* _TEXT_
---+---

Thursday, July 23, 2009

Mrs. Otis Regrets the Elevator's Stuck Today

THIS IS NEWS TO ME:
Obama wrangles with own party over health-care plan---later sobs, “It’s my party and I’ll cry if I want to!!”

•” Ahmadinejad's vice president choice rejected by supreme leader”—okay, I say pick either President or Supreme Leader and go with it!•

"Morgan Stanley loses more than $1.2 billion during 2nd quarter"---musta forgotten in which off-shore account they stashed it!

• “Is marijuana the answer to Calif.'s budget woes?”--maybe not, but it’ll sure take their minds off it.


• Modern human stabbed Neanderthal man, study suggests--- Ya mean this isn’t an “X-Files” episode?

• Scorpion boards plane in carry-on luggage, stings passenger--- those terrorists will stop at nothing, I tell ya!!


“WINTER PARK, Fla. (July 20) -- A Florida dentist is being sued for allegedly dropping tools down the throat of an elderly patient — twice”.---Dentist admits that he’s always been more interested in Internal Medicine.
------------------------------------ ------------------------------- *** I’m starting to sleep till the wee wee hours of the morning.

*** I was told I really brought down the house at my last appearance---the club owner said he'd never seen people so despondent.

*** My slutty niece Sultrina---I heard that when she plays “chicken” in the pool, she gets on the boys’ shoulders the other way around..

*** At his sanity hearing, the guy who thought he was Marlon Brando entered a plea of “Not a Contender”.

*** I din’t think Sarah Palin can help it---obviously her Reptilian Brain has taken a giant munch out of her Cerebrum.

*** My ex-boss was a real multi-tasker---he never ran out of tasks for me to do!

1 comment:

Author Joe Dyson said...

I remember that sanity hearing. The Prosecutor insisted that, "He coulda been a contender."

---+---

* _Excerpts from a dataset_
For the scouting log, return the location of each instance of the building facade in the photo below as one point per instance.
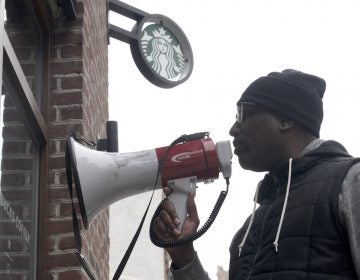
(54, 82)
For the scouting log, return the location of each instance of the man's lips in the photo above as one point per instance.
(238, 146)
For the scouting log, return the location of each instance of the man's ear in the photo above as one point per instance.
(286, 124)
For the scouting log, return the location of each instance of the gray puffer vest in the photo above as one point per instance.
(312, 243)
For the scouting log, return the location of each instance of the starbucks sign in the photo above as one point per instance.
(162, 51)
(159, 47)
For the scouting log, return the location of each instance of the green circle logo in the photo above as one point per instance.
(162, 51)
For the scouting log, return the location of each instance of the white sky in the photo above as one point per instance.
(233, 43)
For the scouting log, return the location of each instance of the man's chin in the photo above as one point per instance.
(250, 165)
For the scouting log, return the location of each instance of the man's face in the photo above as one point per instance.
(257, 138)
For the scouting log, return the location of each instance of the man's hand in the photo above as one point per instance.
(165, 227)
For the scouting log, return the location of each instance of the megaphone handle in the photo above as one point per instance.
(180, 189)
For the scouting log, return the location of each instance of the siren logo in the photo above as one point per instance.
(162, 51)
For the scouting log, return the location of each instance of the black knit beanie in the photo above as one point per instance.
(291, 93)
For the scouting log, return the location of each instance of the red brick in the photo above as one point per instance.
(66, 67)
(67, 98)
(74, 51)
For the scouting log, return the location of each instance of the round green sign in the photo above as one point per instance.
(162, 51)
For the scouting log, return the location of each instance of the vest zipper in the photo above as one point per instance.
(260, 241)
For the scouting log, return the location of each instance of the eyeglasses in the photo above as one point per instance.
(245, 109)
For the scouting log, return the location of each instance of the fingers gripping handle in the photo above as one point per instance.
(180, 189)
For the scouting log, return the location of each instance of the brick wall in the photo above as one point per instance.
(78, 103)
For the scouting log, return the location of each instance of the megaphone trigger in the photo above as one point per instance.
(180, 189)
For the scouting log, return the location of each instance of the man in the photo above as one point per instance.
(307, 225)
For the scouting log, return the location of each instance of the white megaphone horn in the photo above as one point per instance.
(102, 178)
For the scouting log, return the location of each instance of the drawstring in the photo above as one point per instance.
(251, 220)
(275, 243)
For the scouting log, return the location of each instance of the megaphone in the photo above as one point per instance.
(102, 178)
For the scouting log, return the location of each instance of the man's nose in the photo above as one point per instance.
(235, 129)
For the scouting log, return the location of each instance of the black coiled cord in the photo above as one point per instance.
(194, 236)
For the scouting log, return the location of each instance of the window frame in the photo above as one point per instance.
(35, 118)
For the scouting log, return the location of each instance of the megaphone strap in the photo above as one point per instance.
(197, 234)
(77, 236)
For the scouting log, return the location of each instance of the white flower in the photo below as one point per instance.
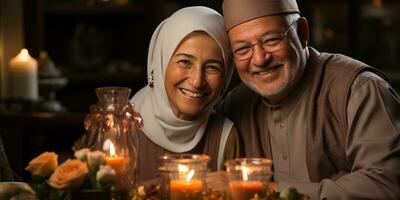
(105, 175)
(95, 158)
(81, 154)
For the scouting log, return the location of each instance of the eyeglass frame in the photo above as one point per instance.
(261, 44)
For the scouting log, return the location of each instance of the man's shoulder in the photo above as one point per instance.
(241, 93)
(239, 100)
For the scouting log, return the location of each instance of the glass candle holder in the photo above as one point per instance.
(183, 176)
(248, 178)
(111, 127)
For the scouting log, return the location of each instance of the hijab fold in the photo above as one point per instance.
(161, 125)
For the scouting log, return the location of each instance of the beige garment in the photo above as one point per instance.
(372, 140)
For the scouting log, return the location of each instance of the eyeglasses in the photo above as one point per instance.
(269, 43)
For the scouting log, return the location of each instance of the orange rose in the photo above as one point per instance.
(43, 165)
(69, 175)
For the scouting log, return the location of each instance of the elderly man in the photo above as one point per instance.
(326, 120)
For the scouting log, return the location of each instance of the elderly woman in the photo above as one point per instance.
(189, 67)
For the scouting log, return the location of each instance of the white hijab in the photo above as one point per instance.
(160, 123)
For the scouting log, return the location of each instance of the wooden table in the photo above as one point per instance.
(26, 135)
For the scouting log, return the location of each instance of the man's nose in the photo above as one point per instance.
(260, 56)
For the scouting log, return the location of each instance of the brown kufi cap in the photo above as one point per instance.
(238, 11)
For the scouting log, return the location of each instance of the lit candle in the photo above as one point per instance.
(115, 161)
(187, 188)
(245, 189)
(23, 77)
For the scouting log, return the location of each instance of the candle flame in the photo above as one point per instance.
(183, 168)
(245, 172)
(112, 149)
(190, 176)
(24, 55)
(184, 171)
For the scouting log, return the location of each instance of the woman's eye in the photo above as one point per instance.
(213, 69)
(185, 63)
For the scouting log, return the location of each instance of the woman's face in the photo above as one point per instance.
(194, 75)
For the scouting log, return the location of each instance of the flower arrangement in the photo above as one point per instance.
(88, 170)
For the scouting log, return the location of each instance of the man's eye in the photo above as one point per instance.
(242, 50)
(271, 41)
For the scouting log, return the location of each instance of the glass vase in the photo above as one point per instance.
(183, 176)
(111, 127)
(248, 178)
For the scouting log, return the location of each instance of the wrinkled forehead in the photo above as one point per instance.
(239, 11)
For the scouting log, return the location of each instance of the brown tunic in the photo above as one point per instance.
(340, 141)
(149, 152)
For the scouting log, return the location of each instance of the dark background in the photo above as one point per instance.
(104, 43)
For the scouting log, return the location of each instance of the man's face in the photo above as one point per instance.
(271, 74)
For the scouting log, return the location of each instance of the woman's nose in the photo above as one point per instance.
(197, 77)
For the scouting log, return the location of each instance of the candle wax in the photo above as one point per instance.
(244, 190)
(182, 190)
(116, 162)
(23, 77)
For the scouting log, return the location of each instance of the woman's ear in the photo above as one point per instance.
(303, 31)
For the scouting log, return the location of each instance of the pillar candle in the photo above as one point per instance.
(246, 189)
(23, 77)
(186, 190)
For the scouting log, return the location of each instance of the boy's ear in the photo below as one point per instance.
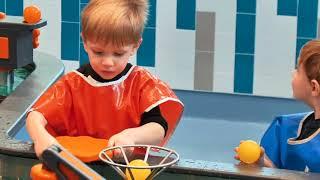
(137, 46)
(84, 43)
(315, 87)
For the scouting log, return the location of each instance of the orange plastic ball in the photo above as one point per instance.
(138, 174)
(38, 172)
(32, 14)
(2, 15)
(249, 151)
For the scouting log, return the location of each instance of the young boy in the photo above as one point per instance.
(293, 141)
(108, 98)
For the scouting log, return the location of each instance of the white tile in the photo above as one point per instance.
(225, 13)
(70, 65)
(275, 46)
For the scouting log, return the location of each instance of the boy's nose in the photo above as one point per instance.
(107, 61)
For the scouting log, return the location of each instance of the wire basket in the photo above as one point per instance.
(157, 159)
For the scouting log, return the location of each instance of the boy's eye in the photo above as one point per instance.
(118, 54)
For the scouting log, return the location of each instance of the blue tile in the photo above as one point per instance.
(147, 52)
(299, 45)
(70, 10)
(287, 7)
(245, 33)
(14, 7)
(84, 59)
(70, 41)
(307, 18)
(243, 73)
(246, 6)
(2, 6)
(82, 6)
(152, 14)
(186, 12)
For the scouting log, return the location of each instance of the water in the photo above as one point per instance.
(11, 79)
(205, 139)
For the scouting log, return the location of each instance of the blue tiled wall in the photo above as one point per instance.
(287, 7)
(2, 6)
(186, 11)
(307, 13)
(70, 29)
(245, 43)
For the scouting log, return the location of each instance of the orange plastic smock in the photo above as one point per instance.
(77, 105)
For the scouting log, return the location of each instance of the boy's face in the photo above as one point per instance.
(301, 85)
(107, 60)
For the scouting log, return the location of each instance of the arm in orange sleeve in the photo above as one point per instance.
(50, 113)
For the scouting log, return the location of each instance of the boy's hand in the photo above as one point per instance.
(259, 162)
(123, 138)
(43, 143)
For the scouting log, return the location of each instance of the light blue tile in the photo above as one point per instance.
(287, 7)
(245, 33)
(70, 10)
(14, 7)
(147, 52)
(243, 73)
(2, 6)
(186, 13)
(299, 45)
(307, 18)
(152, 13)
(246, 6)
(70, 41)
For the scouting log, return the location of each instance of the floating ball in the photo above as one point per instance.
(249, 151)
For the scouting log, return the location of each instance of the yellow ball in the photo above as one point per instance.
(138, 174)
(249, 151)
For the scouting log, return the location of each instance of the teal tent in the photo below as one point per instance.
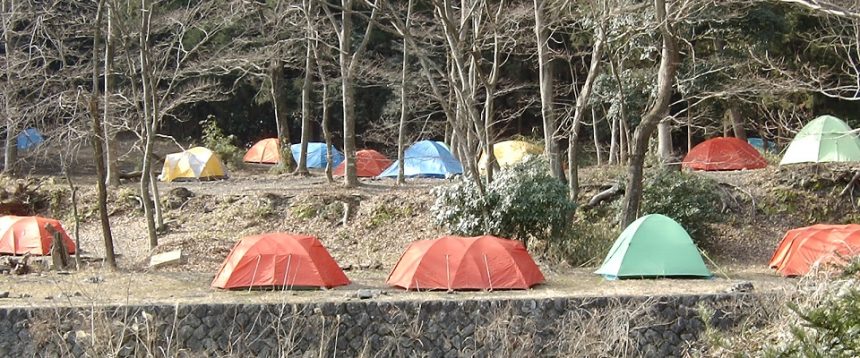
(825, 139)
(653, 246)
(426, 159)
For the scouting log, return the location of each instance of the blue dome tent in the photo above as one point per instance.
(317, 155)
(426, 159)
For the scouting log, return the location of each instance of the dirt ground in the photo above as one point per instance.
(102, 287)
(386, 219)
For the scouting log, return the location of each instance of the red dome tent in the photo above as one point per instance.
(804, 247)
(263, 152)
(724, 153)
(279, 260)
(368, 163)
(27, 234)
(465, 263)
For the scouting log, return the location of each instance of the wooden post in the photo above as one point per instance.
(59, 253)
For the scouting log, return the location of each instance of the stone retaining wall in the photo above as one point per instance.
(569, 326)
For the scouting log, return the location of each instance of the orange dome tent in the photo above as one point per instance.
(368, 163)
(279, 260)
(724, 153)
(27, 234)
(804, 247)
(465, 263)
(263, 152)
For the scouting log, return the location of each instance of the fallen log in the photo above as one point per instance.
(849, 188)
(608, 194)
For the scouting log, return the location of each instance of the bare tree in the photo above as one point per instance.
(98, 142)
(401, 145)
(665, 79)
(8, 12)
(349, 59)
(309, 8)
(547, 90)
(581, 103)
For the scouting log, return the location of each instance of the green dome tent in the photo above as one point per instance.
(653, 246)
(825, 139)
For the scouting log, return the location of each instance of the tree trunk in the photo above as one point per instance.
(111, 152)
(307, 88)
(594, 128)
(282, 121)
(156, 201)
(10, 156)
(665, 80)
(547, 96)
(96, 131)
(149, 125)
(348, 63)
(738, 124)
(328, 138)
(689, 127)
(613, 141)
(623, 132)
(401, 140)
(77, 232)
(579, 112)
(664, 142)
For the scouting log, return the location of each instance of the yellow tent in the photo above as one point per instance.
(194, 163)
(510, 152)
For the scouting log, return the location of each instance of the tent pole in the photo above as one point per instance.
(254, 276)
(489, 277)
(289, 261)
(448, 271)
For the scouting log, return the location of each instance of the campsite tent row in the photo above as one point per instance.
(424, 159)
(653, 246)
(824, 139)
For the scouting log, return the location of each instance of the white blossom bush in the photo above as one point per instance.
(523, 202)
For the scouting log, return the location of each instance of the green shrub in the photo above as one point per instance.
(690, 199)
(589, 239)
(220, 143)
(523, 202)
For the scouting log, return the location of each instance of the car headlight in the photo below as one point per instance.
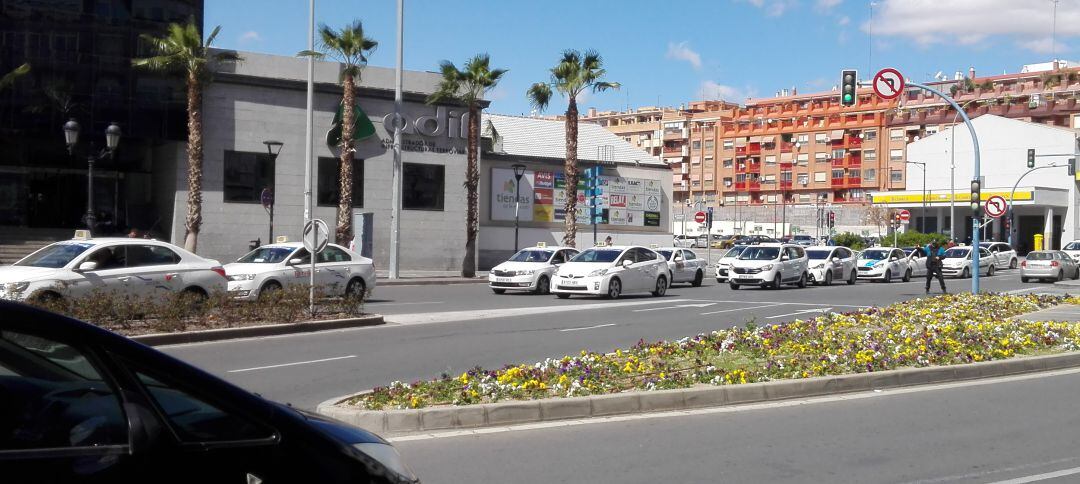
(386, 455)
(16, 286)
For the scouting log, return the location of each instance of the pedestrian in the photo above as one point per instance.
(934, 254)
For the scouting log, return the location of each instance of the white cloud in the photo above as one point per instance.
(714, 90)
(683, 52)
(932, 22)
(251, 36)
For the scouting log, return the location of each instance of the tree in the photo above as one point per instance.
(181, 49)
(574, 74)
(351, 48)
(468, 86)
(9, 78)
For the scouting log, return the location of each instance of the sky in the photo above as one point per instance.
(672, 53)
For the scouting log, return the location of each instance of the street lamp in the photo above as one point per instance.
(922, 219)
(518, 172)
(111, 142)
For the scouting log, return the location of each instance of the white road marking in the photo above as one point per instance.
(702, 305)
(733, 408)
(293, 364)
(1044, 476)
(588, 327)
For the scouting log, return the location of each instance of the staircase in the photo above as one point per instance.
(17, 242)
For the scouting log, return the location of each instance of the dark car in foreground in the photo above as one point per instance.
(81, 404)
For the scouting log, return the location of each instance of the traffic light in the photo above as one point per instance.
(976, 198)
(849, 88)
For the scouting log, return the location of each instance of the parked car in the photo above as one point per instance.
(769, 266)
(338, 270)
(724, 265)
(1004, 255)
(883, 264)
(1049, 265)
(612, 271)
(529, 269)
(684, 266)
(827, 264)
(132, 267)
(957, 263)
(82, 404)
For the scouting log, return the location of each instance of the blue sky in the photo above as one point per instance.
(676, 52)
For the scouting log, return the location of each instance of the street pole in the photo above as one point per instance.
(395, 199)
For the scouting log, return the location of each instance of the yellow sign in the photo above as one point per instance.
(945, 198)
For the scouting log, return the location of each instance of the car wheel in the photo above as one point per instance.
(615, 288)
(661, 286)
(543, 285)
(355, 288)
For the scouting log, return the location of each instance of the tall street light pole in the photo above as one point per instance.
(111, 140)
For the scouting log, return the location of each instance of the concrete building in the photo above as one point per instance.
(637, 187)
(1044, 202)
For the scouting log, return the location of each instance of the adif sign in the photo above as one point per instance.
(445, 122)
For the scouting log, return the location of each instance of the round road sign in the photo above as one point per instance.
(315, 236)
(996, 206)
(888, 83)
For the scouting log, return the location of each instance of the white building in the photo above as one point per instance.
(1044, 201)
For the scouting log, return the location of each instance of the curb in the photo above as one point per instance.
(501, 414)
(252, 332)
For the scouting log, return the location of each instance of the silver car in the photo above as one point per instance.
(1049, 265)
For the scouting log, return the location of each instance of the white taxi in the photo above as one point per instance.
(338, 271)
(684, 266)
(612, 271)
(133, 267)
(883, 264)
(529, 269)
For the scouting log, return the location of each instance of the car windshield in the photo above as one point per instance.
(597, 255)
(266, 255)
(875, 254)
(531, 256)
(55, 255)
(759, 254)
(956, 253)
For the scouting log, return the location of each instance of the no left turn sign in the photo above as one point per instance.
(888, 83)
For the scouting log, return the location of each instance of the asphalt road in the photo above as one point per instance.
(1000, 431)
(454, 327)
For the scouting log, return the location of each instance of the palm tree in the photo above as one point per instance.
(574, 74)
(350, 48)
(181, 49)
(9, 78)
(468, 86)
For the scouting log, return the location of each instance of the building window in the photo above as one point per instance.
(246, 174)
(422, 186)
(329, 182)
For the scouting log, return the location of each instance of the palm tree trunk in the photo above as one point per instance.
(193, 219)
(570, 236)
(472, 198)
(345, 201)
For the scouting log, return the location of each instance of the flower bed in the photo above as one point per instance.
(940, 331)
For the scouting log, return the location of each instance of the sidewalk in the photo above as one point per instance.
(428, 278)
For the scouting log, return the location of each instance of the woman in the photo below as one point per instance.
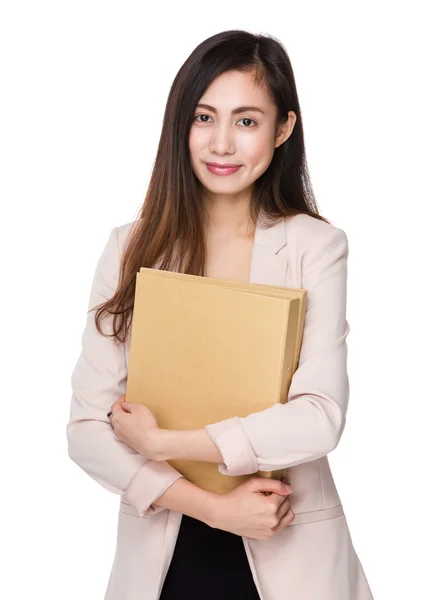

---+---

* _TO DO_
Retype the passage of the humor blog post above that starts with the words "THIS IS NEWS" and ends with "they stashed it!".

* _EXERCISE RESULT_
THIS IS NEWS TO ME:
Obama wrangles with own party over health-care plan---later sobs, “It’s my party and I’ll cry if I want to!!”

•” Ahmadinejad's vice president choice rejected by supreme leader”—okay, I say pick either President or Supreme Leader and go with it!•

"Morgan Stanley loses more than $1.2 billion during 2nd quarter"---musta forgotten in which off-shore account they stashed it!